EXERCISE REQUIREMENTS | From the first entry to the last, copy everything exactly except the pictures.

______________________________

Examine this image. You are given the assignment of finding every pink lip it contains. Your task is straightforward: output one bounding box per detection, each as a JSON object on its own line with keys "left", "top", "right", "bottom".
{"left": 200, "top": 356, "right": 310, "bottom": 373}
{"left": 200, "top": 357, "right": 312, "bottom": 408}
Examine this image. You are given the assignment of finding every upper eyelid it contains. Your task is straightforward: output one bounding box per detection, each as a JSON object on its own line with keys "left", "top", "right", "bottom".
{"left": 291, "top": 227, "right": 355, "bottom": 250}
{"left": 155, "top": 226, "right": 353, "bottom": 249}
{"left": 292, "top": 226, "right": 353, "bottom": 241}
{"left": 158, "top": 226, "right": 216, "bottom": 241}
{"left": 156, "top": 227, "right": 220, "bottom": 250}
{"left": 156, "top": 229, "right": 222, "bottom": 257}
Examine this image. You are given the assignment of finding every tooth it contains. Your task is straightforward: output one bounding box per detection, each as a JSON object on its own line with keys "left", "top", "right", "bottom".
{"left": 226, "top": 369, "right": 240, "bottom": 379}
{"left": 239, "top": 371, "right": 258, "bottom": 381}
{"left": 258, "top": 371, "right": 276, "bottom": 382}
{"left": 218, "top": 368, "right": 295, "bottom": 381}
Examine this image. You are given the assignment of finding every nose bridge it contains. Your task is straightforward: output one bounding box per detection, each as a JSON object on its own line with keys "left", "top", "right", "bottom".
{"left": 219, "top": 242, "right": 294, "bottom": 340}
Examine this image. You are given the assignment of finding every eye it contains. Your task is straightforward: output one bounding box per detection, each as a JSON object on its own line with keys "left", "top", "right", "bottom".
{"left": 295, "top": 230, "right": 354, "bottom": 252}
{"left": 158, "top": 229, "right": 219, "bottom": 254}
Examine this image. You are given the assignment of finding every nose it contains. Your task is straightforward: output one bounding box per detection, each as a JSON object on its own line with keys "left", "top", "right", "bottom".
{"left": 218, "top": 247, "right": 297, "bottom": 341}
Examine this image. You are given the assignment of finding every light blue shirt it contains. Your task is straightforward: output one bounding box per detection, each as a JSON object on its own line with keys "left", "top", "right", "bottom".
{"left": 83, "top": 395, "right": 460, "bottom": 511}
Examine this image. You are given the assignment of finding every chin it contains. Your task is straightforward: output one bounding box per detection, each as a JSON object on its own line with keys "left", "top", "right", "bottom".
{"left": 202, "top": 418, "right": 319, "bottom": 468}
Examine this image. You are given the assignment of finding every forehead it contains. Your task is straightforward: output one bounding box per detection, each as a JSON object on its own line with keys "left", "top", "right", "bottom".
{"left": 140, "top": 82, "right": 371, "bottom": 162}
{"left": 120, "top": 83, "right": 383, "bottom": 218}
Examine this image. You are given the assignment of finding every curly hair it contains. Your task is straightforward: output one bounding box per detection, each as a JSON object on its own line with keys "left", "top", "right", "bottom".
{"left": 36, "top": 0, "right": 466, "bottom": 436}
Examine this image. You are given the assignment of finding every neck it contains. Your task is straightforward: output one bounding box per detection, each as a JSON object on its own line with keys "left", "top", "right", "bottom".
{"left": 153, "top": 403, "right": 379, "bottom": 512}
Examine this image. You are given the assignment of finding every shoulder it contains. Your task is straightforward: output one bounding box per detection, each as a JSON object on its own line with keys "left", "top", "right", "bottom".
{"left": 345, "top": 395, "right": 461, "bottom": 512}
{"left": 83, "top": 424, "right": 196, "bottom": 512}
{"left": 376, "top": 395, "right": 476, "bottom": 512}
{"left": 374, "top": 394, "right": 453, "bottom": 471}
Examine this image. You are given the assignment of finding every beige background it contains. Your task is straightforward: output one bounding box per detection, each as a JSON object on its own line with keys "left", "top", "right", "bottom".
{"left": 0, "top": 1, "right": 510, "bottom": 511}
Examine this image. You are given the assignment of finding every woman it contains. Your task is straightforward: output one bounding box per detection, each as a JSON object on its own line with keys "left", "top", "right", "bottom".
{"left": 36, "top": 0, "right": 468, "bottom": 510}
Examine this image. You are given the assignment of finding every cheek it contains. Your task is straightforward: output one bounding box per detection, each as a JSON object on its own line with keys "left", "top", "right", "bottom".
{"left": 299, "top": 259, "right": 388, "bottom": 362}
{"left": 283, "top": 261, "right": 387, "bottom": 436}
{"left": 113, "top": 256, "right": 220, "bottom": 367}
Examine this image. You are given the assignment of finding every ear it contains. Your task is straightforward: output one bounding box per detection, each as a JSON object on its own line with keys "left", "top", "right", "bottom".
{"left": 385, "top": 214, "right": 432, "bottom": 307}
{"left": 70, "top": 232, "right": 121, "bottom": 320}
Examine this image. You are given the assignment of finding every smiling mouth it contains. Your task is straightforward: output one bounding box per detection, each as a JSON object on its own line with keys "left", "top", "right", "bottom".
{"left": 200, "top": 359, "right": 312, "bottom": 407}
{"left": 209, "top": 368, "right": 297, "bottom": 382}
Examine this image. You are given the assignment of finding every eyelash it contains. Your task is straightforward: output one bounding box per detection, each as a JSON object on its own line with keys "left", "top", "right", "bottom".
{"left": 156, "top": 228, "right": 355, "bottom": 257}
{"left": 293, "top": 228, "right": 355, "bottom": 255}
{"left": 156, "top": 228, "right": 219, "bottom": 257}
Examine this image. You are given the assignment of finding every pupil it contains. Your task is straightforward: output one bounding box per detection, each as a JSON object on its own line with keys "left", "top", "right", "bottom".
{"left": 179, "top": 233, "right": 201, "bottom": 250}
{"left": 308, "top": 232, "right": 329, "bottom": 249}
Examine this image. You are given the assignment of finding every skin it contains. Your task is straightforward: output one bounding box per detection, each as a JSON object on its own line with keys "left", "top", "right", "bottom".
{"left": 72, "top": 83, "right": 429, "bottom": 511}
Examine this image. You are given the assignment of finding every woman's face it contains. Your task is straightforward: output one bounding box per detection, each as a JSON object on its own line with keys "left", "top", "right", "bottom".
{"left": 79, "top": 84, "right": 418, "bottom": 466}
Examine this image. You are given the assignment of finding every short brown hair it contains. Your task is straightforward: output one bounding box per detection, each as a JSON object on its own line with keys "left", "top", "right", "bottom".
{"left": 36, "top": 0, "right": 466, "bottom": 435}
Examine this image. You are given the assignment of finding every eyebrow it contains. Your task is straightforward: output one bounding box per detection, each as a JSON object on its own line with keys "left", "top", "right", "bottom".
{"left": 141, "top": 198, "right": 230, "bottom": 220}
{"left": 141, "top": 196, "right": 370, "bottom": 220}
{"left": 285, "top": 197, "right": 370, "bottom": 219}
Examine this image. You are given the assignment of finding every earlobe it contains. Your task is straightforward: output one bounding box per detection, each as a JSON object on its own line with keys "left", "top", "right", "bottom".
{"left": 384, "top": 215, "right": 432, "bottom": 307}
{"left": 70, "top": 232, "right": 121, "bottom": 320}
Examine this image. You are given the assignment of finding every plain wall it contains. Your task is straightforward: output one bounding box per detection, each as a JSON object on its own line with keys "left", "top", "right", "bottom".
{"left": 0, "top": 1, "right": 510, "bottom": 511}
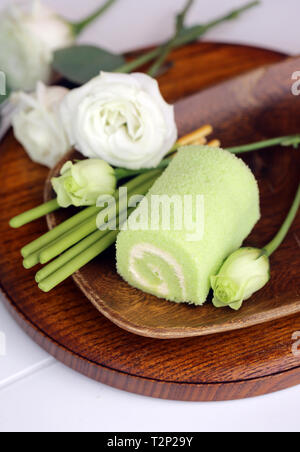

______________________________

ANSWER SECTION |
Examine this image. You are given the assignment of finding every pink lip it contains. Your task is straightforward: output one bounding box per detection, each as a JSON object on its own line with keys "left", "top", "right", "bottom".
{"left": 200, "top": 356, "right": 310, "bottom": 373}
{"left": 200, "top": 357, "right": 312, "bottom": 408}
Examine this image. You are given the assignment of finding every upper eyelid it contains. Your task is straightforward: output one bounding box per detection, each as a JSON object on its own line with keys "left", "top", "right", "bottom".
{"left": 291, "top": 227, "right": 355, "bottom": 250}
{"left": 155, "top": 226, "right": 353, "bottom": 249}
{"left": 292, "top": 226, "right": 353, "bottom": 241}
{"left": 158, "top": 226, "right": 216, "bottom": 241}
{"left": 156, "top": 227, "right": 220, "bottom": 250}
{"left": 156, "top": 229, "right": 222, "bottom": 257}
Examine this image. You are given the assignment of finding every tooth it contains. Your task is straightforward: output one bounding box per detection, each as a JSON object on its own line with keys "left", "top", "right", "bottom".
{"left": 226, "top": 369, "right": 240, "bottom": 379}
{"left": 239, "top": 371, "right": 258, "bottom": 381}
{"left": 258, "top": 371, "right": 276, "bottom": 382}
{"left": 218, "top": 368, "right": 295, "bottom": 381}
Examine this image. You are given the assignment of finding every nose bridge it contains. Your task is straightforward: output one bounding box per detection, each as a JSON object on its own line with keys "left", "top", "right", "bottom".
{"left": 219, "top": 242, "right": 294, "bottom": 340}
Examine this image. You are given the assignment of finding every eye it contains. Your task is straightforward: output one bounding box per detection, each as a JSON object on its own line with keys "left", "top", "right", "bottom".
{"left": 295, "top": 230, "right": 354, "bottom": 252}
{"left": 158, "top": 229, "right": 219, "bottom": 254}
Examine this image. You are given the assignment of finding every nose it contains. Your task is straightforward: output one bounding box per detection, each as a JSON object on its own line with keys "left", "top", "right", "bottom".
{"left": 218, "top": 247, "right": 297, "bottom": 341}
Examine this image. You are given the assignment of finding every light blue shirt it contains. Your task is straightforward: output one bounding box per detection, each as a JSON object on its own line with keys "left", "top", "right", "bottom".
{"left": 83, "top": 395, "right": 460, "bottom": 511}
Examine this image. You are given the assignment of finding every chin it contains. Your task is straightforward: output one bounding box per detection, each as a JSON object on its own line with keys "left", "top", "right", "bottom".
{"left": 202, "top": 418, "right": 319, "bottom": 468}
Examine this image. You are given the assignment of finding every forehead it contains. Your task is straightforward: output one bounding box per detection, each as a JSON object on its own line with keys "left", "top", "right", "bottom".
{"left": 140, "top": 82, "right": 371, "bottom": 162}
{"left": 120, "top": 83, "right": 383, "bottom": 218}
Examine this image. You are given the assignment of finding every curly hair it contains. Your task is straightforward: output one bounding box per detection, each as a JSON object on its own line with keys "left", "top", "right", "bottom".
{"left": 36, "top": 0, "right": 466, "bottom": 436}
Examine this image. You are given the assignment of finding every neck it contains. Your task is straightforward: output one bounding box per detection, each as a JSON object on its own line with keys "left", "top", "right", "bottom".
{"left": 153, "top": 403, "right": 379, "bottom": 512}
Examine this image. You are given the assignment of finding every shoulder it contains. Your task is straightforward: output one bounding box per detection, each as a JSON object on its own line with keys "left", "top", "right", "bottom".
{"left": 345, "top": 395, "right": 461, "bottom": 512}
{"left": 83, "top": 424, "right": 196, "bottom": 512}
{"left": 376, "top": 395, "right": 476, "bottom": 512}
{"left": 374, "top": 394, "right": 453, "bottom": 471}
Examine this image. You are given the assignment of finding every beige background it contains. Your task is straightforward: output one bounding box per detection, each as a JSON object on its own line with keys "left", "top", "right", "bottom".
{"left": 0, "top": 1, "right": 510, "bottom": 511}
Examine this image. You are given the assignment of finding every woman it contains. Your task is straightforward: output one bounding box per detection, each as a JSON object on its own line with keys "left", "top", "right", "bottom".
{"left": 36, "top": 0, "right": 468, "bottom": 510}
Examine this image. You are given the assignment of finding every cheek it contains. Your task is straightforward: output one bounding box per detection, each as a JSON object on its own line with keys "left", "top", "right", "bottom".
{"left": 299, "top": 259, "right": 388, "bottom": 362}
{"left": 283, "top": 261, "right": 387, "bottom": 436}
{"left": 113, "top": 256, "right": 220, "bottom": 367}
Examine this image. You are given the assignment of finding every ear it contains. Your task is straightforward: output one bounding box per detection, each as a JSON object on its own line with keys "left", "top", "right", "bottom".
{"left": 385, "top": 214, "right": 432, "bottom": 307}
{"left": 70, "top": 232, "right": 121, "bottom": 320}
Examine this image. You are given the assignment of finding every smiling mouth it contains. Your task is straightforward: output one bounding box per detection, each as a JSON object on its own line with keys "left", "top", "right", "bottom".
{"left": 200, "top": 359, "right": 312, "bottom": 407}
{"left": 209, "top": 368, "right": 297, "bottom": 382}
Examine this image. You are given the assignment of finding every eyelash it contains. Your task is straightforward: output one bounding box per detection, each as a JSON object on its own line with keys "left", "top", "right", "bottom".
{"left": 156, "top": 228, "right": 355, "bottom": 257}
{"left": 293, "top": 228, "right": 355, "bottom": 255}
{"left": 156, "top": 228, "right": 219, "bottom": 257}
Examine this image. You are given the assignment of finding every pupil it contains. Your task is straightforward: output one bounding box per detection, each as a JSON object on its own line with keys "left", "top", "right", "bottom".
{"left": 179, "top": 233, "right": 201, "bottom": 250}
{"left": 308, "top": 232, "right": 329, "bottom": 249}
Examine this image. You are given the assignment of finding every skin it contains. Your task is straightforward: output one bounding box per detection, each as a JSON object on its own line with keys "left", "top", "right", "bottom".
{"left": 72, "top": 83, "right": 429, "bottom": 511}
Examine this image. You are given the assignment of finding every woman's face it contains. Your task is straightforward: output one bounding box per detection, each as a JSON object on its own line with keys "left", "top", "right", "bottom".
{"left": 79, "top": 84, "right": 418, "bottom": 466}
Examine this image. You are given the assignment of finding every short brown hair it contains. Your task is straightforward: output one bounding box per detection, each as a JSON object on its own line with keys "left", "top", "right", "bottom".
{"left": 36, "top": 0, "right": 466, "bottom": 435}
Examine this image. You are given the assignment of finding every eyebrow it contains. Your task is straightforward: output one bounding box per detection, each as a JSON object on its own line with keys "left", "top", "right", "bottom".
{"left": 141, "top": 198, "right": 230, "bottom": 220}
{"left": 141, "top": 196, "right": 370, "bottom": 220}
{"left": 285, "top": 197, "right": 370, "bottom": 219}
Examine this image. You are given the assignment of finding every earlobe it contains. Your task is straightforward: output one bounding box per detection, each as a JSON object on its own line with keys "left", "top", "right", "bottom".
{"left": 384, "top": 215, "right": 432, "bottom": 307}
{"left": 70, "top": 232, "right": 121, "bottom": 320}
Examine this image. You are given the assignment of finding every plain wall it contains. Your task is straightforward: output one bounding box per detection, each as a JSON object on its own line with keys "left", "top", "right", "bottom".
{"left": 0, "top": 1, "right": 510, "bottom": 511}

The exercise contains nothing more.